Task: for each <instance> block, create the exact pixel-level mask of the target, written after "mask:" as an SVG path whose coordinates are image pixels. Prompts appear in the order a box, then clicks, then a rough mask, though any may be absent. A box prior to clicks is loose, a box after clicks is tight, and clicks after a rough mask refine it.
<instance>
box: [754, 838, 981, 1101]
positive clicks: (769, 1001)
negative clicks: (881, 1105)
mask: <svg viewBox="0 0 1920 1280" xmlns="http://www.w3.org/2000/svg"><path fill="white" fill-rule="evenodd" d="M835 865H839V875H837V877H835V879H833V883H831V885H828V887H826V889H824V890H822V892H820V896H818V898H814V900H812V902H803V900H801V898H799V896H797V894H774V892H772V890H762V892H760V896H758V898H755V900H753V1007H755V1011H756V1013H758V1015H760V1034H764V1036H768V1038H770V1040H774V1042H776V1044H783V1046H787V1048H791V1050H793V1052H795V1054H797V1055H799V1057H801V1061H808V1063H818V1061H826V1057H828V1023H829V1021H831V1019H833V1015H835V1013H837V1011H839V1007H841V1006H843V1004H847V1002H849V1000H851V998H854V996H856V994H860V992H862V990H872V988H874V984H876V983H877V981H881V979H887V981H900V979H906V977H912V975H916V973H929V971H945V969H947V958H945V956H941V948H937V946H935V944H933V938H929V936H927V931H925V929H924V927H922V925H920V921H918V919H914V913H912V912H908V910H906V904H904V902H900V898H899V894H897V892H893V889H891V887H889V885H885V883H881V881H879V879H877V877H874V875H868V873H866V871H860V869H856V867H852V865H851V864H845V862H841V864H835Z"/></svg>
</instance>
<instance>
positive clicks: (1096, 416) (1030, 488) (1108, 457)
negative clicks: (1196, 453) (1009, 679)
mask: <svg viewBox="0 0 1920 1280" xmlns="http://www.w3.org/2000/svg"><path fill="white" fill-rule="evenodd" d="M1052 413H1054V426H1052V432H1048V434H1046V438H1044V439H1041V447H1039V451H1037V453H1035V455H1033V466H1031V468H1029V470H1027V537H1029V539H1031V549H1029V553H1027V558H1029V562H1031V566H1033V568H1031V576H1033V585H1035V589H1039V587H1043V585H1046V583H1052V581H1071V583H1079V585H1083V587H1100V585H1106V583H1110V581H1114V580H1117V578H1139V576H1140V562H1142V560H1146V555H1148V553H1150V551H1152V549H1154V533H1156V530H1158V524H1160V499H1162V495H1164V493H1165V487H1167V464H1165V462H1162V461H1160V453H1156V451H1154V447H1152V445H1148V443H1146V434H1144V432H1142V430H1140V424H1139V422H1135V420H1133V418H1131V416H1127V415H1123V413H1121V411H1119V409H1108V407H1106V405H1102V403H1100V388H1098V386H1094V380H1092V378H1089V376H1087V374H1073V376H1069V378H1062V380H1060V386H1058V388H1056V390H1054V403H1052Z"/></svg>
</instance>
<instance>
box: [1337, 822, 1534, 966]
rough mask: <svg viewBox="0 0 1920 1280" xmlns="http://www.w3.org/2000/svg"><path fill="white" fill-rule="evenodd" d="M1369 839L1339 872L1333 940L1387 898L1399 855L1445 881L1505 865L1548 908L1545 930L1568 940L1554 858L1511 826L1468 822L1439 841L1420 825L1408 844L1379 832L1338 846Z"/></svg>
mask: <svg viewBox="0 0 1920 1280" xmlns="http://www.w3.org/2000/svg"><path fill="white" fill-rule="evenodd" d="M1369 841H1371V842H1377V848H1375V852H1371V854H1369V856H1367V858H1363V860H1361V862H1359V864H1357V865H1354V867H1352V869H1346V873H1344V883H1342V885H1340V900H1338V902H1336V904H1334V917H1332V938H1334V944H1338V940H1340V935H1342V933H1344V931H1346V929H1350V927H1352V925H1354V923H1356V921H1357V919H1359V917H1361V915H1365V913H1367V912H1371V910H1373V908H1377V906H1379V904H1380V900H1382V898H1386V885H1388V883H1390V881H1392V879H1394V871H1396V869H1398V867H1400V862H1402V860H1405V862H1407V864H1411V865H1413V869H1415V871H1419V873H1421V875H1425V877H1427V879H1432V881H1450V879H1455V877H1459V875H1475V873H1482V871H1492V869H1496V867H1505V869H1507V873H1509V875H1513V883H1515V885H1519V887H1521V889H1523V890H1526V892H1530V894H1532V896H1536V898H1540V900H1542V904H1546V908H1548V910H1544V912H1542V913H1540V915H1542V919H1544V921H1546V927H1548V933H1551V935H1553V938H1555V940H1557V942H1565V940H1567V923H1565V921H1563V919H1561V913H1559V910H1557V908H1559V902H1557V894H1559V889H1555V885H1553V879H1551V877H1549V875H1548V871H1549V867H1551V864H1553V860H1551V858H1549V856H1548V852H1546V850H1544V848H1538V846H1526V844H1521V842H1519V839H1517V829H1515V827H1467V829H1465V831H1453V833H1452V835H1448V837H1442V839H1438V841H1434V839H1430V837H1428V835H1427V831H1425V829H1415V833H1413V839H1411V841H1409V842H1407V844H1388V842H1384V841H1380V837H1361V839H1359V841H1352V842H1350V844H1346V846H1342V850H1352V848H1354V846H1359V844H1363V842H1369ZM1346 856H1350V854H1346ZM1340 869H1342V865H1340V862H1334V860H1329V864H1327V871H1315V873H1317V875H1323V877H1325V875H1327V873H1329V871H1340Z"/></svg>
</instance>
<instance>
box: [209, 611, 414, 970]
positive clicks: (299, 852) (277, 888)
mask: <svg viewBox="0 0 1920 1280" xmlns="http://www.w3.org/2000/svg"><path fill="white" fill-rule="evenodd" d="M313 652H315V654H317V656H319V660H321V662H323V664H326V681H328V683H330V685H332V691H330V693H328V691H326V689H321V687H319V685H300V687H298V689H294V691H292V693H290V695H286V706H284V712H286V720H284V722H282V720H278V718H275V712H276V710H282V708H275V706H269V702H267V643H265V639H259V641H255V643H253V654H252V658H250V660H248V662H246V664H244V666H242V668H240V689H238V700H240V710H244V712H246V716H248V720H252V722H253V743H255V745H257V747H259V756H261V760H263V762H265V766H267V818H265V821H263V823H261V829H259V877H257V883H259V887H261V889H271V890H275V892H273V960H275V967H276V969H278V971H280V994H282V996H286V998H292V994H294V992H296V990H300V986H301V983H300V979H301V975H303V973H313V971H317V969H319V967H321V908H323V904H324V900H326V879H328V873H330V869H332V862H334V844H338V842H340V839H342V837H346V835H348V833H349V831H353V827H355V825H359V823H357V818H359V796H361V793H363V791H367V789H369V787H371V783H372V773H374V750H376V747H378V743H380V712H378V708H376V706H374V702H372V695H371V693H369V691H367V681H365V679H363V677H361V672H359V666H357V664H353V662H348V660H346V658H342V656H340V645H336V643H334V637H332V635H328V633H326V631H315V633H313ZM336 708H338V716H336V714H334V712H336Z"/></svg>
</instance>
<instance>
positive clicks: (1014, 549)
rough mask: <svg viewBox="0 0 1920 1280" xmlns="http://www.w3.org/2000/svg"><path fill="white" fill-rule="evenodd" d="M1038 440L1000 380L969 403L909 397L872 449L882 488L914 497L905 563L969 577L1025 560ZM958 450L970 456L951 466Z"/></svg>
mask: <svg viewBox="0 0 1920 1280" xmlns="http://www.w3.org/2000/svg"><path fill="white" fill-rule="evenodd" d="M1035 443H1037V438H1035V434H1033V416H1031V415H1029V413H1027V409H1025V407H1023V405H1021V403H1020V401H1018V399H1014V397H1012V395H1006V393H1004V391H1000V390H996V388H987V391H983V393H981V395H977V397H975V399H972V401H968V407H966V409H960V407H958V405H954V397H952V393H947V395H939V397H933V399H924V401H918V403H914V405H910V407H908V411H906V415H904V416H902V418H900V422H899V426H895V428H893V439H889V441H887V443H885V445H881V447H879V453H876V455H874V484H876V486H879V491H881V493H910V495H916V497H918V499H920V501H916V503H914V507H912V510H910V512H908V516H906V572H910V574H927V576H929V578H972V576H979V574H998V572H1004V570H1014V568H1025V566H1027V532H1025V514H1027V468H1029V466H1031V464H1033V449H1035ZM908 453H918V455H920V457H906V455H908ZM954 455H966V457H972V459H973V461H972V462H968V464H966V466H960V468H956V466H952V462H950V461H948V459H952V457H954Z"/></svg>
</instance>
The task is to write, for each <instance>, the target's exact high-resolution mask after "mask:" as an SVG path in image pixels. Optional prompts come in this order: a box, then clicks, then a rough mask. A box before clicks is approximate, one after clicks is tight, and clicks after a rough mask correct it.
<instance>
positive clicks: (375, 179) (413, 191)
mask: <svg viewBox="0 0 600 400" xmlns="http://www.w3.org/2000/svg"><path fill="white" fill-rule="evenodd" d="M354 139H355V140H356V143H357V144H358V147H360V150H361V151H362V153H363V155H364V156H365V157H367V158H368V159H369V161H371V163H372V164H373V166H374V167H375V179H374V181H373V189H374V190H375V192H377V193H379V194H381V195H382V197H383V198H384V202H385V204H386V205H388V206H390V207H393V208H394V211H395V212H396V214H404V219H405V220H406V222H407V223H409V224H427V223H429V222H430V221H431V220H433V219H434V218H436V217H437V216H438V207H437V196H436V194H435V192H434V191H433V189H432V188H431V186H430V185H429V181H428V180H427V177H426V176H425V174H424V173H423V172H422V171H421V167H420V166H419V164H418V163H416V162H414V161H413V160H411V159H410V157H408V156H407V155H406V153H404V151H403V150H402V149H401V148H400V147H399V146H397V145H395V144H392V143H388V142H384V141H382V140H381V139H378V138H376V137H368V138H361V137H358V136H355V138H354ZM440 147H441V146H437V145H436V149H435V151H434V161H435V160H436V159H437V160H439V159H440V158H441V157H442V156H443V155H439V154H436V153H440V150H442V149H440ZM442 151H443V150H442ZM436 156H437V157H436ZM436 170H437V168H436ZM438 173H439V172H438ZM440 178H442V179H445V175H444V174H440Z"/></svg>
******************************
Reproduce everything in the listing above, from its first line down to the line containing "negative clicks: (881, 1105)", including that line.

Task: for each <instance> block, create the exact pixel-level mask of the target, written after "mask:" as an SVG path whose coordinates are image pixels. Prompts appear in the order a box, then clicks, then a rough mask, though any may be absent. A box prior to clicks is loose, a box after clicks is tight, and clicks after a rough mask refine it.
<instance>
box: [754, 838, 981, 1101]
positive clicks: (769, 1001)
negative clicks: (881, 1105)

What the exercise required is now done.